- Sumber:
Baca berita dengan sedikit iklan, klik di sini

Kolom

Mengapa Panglima Mundur

11 Oktober 2004 | 00.00 WIB

Image of Tempo
Perbesar

Baca berita dengan sedikit iklan, klik di sini

Seorang prajurit wajib setia pada atasan. Bila merasa atasannya keliru, ia harus menyampaikan usulan koreksi. Jika usulannya tak diterima, hanya ada dua pilihan: menjalankan perintah atasan sebaik mungkin atau mengajukan pengunduran diri. Ini prinsip umum yang berlaku di dunia militer yang profesional. Prinsip yang dijalankan dengan teguh oleh seorang jenderal bernama Colin Powell di Amerika Serikat dan terakhir ini dilakukan oleh Jenderal Endriartono Sutarto, yang mengajukan pengunduran dirinya sebagai Panglima Tentara Nasional Indonesia.

- Bahan yang Disediakan:
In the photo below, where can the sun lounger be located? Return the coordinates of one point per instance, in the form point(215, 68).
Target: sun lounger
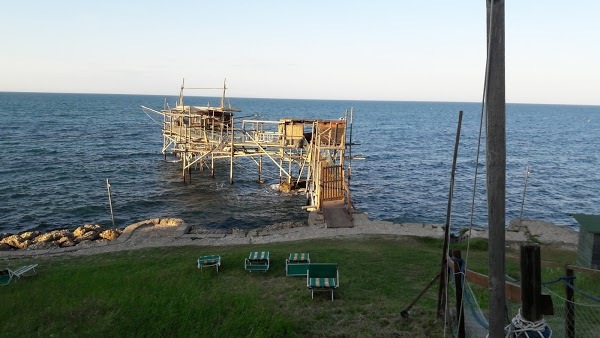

- Tugas Anda:
(1) Sebutkan semua tindakan yang menurut kolom tentang mundurnya Panglima TNI wajib atau dapat dilakukan seorang prajurit terhadap atasannya.
(2) Teruskan kolom tentang mundurnya Panglima TNI itu mulai dari titik terakhir yang tersedia.

- Kumpulan Jawaban:
(1)
- Setia pada atasan
- Menyampaikan usulan koreksi bila merasa atasannya keliru
- Menjalankan perintah atasan sebaik mungkin jika usulannya tak diterima
- Mengajukan pengunduran diri jika usulannya tak diterima

(2)
Jenderal Sutarto, yang dibesarkan dalam keluarga militer dan ayahnya pensiun sebagai perwira tinggi TNI-AD, memang dikenal sebagai perwira yang berjiwa kesatria. Ketika masih berpangkat letnan kolonel pun ia dikabarkan pernah mengajukan pengunduran diri karena merasa para seniornya tak menjalankan prinsip perwira seperti seharusnya. Setelah itu, dalam berbagai jabatan yang lebih senior, ia tetap bersikeras lebih baik mundur ketimbang melaksanakan perintah yang dianggapnya keliru. Namun, kepribadiannya yang lurus itu justru mengangkatnya menjadi pucuk pimpinan TNI yang disegani di saat institusi ini mengalami badai reformasi. Bahkan, justru ketika masa jabatan puncaknya akan berakhir, Jenderal Sutarto akhirnya benar-benar mengajukan permohonan mengundurkan diri kepada atasannya.

Menurut kalangan dekatnya, Jenderal Sutarto menilai beberapa keputusan pemerintah, terutama menjelang perubahan pemerintahan, terasa kurang elok. Perasaan yang sebenarnya juga timbul di kalangan orang ramai. Pembuatan keputusan presiden tentang penentuan batas maksimum uang rumah Rp 20 miliar bagi mantan kepala negara dan wakilnya, pemberian pangkat kehormatan dan rencana promosi serta mutasi sejumlah pejabat, dan penanganan pengunduran Jenderal Sutarto dengan langsung mengajukan pencalonan Panglima TNI baru ke DPR adalah contoh-contoh yang mencolok mata. Sulit dihilangkan munculnya kesan banyak pejabat tinggi pemerintah Megawati telah menggunakan prinsip aji mumpung di akhir masa tugas mereka.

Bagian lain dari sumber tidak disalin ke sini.